▶ SELECTED PASSAGE:
────────────────────
Chapter 7. High-Quality Routines

  • Introduction
    • Routine – is a method callable for a single purpose.
    • (See example of bad routine)
  • 7.1 Valid reason to create a routine
    • Create routine in order to
      • reduce complexity (e.g. extraction of a method) (the most important reason) (even if it is two or three lines!)
      • give a name to abstraction
      • avoid duplicates
      • hide sequences (e.g. PopStack() for getting top and decrementing topStack variable).
  • 7.2 Design at the Routine level
    • Aim for as cohesive routines as possible (Cosine() is more cohesive than CosineAndTan())
    • Write routines that do one and only one operation (functional cohesion).
    • There are the following acceptable cohesive procedures: functional, sequential, communicational and temporal cohesion. (???) There are unacceptable cohesion of routines. (???) (TODO: check this).
  • 7.3 Good routines names.
    • Describe priciesly what it does
    • Avoid meaningless names
    • Describe what function returns
    • Use verb for what procedure does on objects. Don’t use object names: it’s passed to procedure.
  • 7.4 Routines length
    • Consider not to write long routines (less important then other complexities such as number of variables and other)
  • 7.5 How to use routing parameters
    • … (order, types and other)
  • 7.6 Special Considerations in the Use of Functions
    • Procedure is a routine that returns a value and function is a routine that does not.
    • Don’t mess functions with procedures (like if(FormatOutput(report) == success) \\smth )
  • 7.7 Macro Routines and Inline Routines
    • … (Mostly advices for C++)

Chapter 8 Defensive Programming

  • Intro
    • Defensive programming is writing code (procedures) that protects itself from bad input (other code or users).
  • 8.1 Protecting Your Programs from Invalid Inputs
    • GIGO (garbage in, garbage out) is process of giving bad input and receiving bad output even if the algorithm is right.
    • Don’t make GIGO. Use garbage in, nothing out or error out or no garbage in.
    • Check all input from external sources
    • Check all input for routines
  • 8.2 Assertions
    • Assertion is code that checks errors that should never occur (or error in my code).
    • Use for assumptions
    • Use for errors that should never happen, use error-handling for errors that can happen.
    • Use for checking and documenting preconditions (promises of client code) and postconditions (promises of host code).
────────────────────
▶ DATASET EXCERPT:
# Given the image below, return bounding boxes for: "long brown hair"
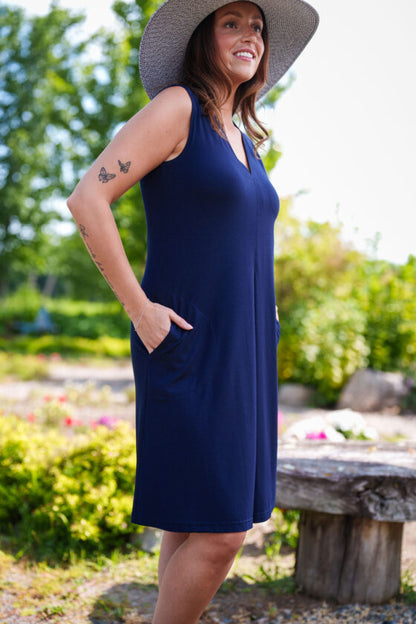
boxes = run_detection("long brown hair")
[183,9,270,150]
────────────────────
▶ WHAT THE TASK REQUIRES:
Reproduce the stretch of the programming notes from "Chapter 8 Defensive" through "code or users).". The material comes from a separate source and has nothing to do with the programming notes.

▶ ANSWER BELOW:
Chapter 8 Defensive Programming

  • Intro
    • Defensive programming is writing code (procedures) that protects itself from bad input (other code or users).